▶ WORK INSTRUCTIONS
- 1) Reproduce the Peach Bowl preview word for word, starting at "Current betting odds" and ending at "Big 12 championship.".
- 2) Pick up the Peach Bowl preview where it stops and write what comes next.

This year’s Chick-Fil-A Peach Bowl will serve as the first game in the College Football Playoff national semi-finals. The no. 4 Oklahoma Sooners of the Big 12 and no. 1 LSU Tigers of the SEC will kick it off at 4:00 EST on Saturday, December 28 at Mercedes-Benz Stadium in Atlanta. The game will be broadcast on ESPN.
Current betting odds list the Tigers as 12.5-point favorites with an ambitious over/under of 75.5 points. Click here to get a full list of this year’s bowl games and betting odds for each game.
Oklahoma is the only one of the four teams in the CFP to lose a game during the regular season. The Sooners suffered a surprising road loss against Kansas State in late October, a loss that nearly ruined their season. However, Oklahoma was able to bounce back and survive close games with the likes of Iowa State, TCU, and Baylor (twice) to finish the season 12-1 and win their fifth consecutive Big 12 championship.
After sneaking into the top-4 with some favorable results elsewhere, the Sooners will be making their third straight trip to the CFP. Unfortunately, things haven’t gone well for Lincoln Riley and company in their first two trips. Two years ago, they fell short in a double-overtime game against Georgia in the Rose Bowl. Last season, Oklahoma trailed Alabama 21-0 after the first quarter, eventually losing 45-34 despite a valiant comeback. The Sooners hope the third time will be the charm, as they are once again set to face the champions of the SEC.
As for LSU, they are in the CFP for the first time, doing so as the top seed. The Bayou Bengals were a perfect 13-0 on the season despite facing a demanding schedule. LSU knocked off the likes of Texas, Florida, Auburn, and Alabama before dismantling Georgia 37-10 in the SEC Championship Game to earn their first conference title since 2011.
This might be LSU’s first time in the CFP, but they are no stranger to major bowl games. Last year, the Tigers beat Central Florida in the Fiesta Bowl. LSU was also invited to the Citrus Bowl in back-to-back years prior to that, giving Ed Orgeron and the current roster plenty of experience playing in big games.

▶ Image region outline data
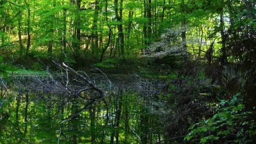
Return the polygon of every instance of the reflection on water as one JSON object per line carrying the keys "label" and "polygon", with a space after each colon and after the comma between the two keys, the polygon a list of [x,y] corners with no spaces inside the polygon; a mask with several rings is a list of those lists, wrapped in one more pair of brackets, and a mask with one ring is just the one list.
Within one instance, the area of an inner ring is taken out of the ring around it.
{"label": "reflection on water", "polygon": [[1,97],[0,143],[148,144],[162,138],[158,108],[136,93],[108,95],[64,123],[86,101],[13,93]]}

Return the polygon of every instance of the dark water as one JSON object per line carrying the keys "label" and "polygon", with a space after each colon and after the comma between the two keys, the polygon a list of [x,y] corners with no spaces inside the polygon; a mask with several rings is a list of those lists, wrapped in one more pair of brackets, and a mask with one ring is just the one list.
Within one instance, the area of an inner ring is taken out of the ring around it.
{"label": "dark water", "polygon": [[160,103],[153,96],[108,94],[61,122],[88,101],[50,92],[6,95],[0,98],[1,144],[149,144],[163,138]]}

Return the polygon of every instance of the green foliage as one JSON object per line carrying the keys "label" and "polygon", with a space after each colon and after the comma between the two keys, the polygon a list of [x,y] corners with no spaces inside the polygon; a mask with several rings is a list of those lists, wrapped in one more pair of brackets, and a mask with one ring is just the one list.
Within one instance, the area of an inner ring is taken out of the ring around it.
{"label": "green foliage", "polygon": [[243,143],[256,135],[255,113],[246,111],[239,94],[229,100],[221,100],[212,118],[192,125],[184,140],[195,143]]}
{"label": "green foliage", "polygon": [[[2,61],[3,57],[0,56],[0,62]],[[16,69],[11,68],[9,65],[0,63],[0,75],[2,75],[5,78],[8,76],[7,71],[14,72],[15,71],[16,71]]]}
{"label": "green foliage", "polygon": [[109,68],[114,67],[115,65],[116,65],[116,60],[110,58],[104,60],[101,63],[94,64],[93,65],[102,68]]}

▶ RESPONSES PER TASK
- 1)
Current betting odds list the Tigers as 12.5-point favorites with an ambitious over/under of 75.5 points. Click here to get a full list of this year’s bowl games and betting odds for each game.
Oklahoma is the only one of the four teams in the CFP to lose a game during the regular season. The Sooners suffered a surprising road loss against Kansas State in late October, a loss that nearly ruined their season. However, Oklahoma was able to bounce back and survive close games with the likes of Iowa State, TCU, and Baylor (twice) to finish the season 12-1 and win their fifth consecutive Big 12 championship.

- 2)
Not surprisingly, the history between LSU and Oklahoma is somewhat limited. However, the two teams did meet in the Sugar Bowl following the 2003 season in a game that served as the BCS National Championship Game. Despite the Sooners being favored, the Tigers won the game 21-14 to claim their first national championship in over 40 yards.
Straight up, I like LSU to win this game, but I can’t abide by a spread this big. Other than their blowout of Georgia in the SEC title game, most of LSU’s wins over upper-echelon teams this year came in close games. Oklahoma may be a level below the three other teams in the Playoff, but not by much. I think the Sooners will make this interesting and beat the spread.
My biggest concern when it comes to laying down this many points is the LSU defense. On paper, the Tigers gave up around 21 points per game this year. They also looked great late in the season against Texas A&M and Georgia. But there were plenty of red flags for the LSU defense during the season. They gave up at least 28 points in five games, including against the likes of Ole Miss and Vanderbilt. The Tigers had a tendency to relax defensively and let teams hang around after getting out to a comfortable lead. Obviously, they’ll be a little more focused against Oklahoma. But I don’t see them slamming the door on the Sooners, even if they get out to a lead.
Oklahoma’s offense is as potent as any in the country. Jalen Hurts has re-emerged on the national stage after getting benched at Alabama two years ago. In fact, he’s a far better player than he was with the Crimson Tide. When the Sooners have needed him to carry them on his back, Hurts has answered the call. The Tigers should know from facing him at Alabama that he’s a handful as both a runner and a passer. Meanwhile, the Sooners have a good supporting cast around Hurts, most notably wide receiver CeeDee Lamb and running back Kennedy Brooks. Both are big-time playmakers who can take advantage of holes in the LSU defense.
On the other side of the ball, the Oklahoma defense might be the biggest X-factor in this game. That side of the ball has held the Sooners back in recent years, but they were much-improved on defense this season. Nobody’s saying that stopping Heisman winner Joe Burrow and the LSU offense will be easy. But the Sooners have enough talent in the front-7 to slow down LSU’s running game and put a little pressure on Burrow. I have some concerns about the OU secondary, but I still think the Sooners can offer a fair amount of resistance.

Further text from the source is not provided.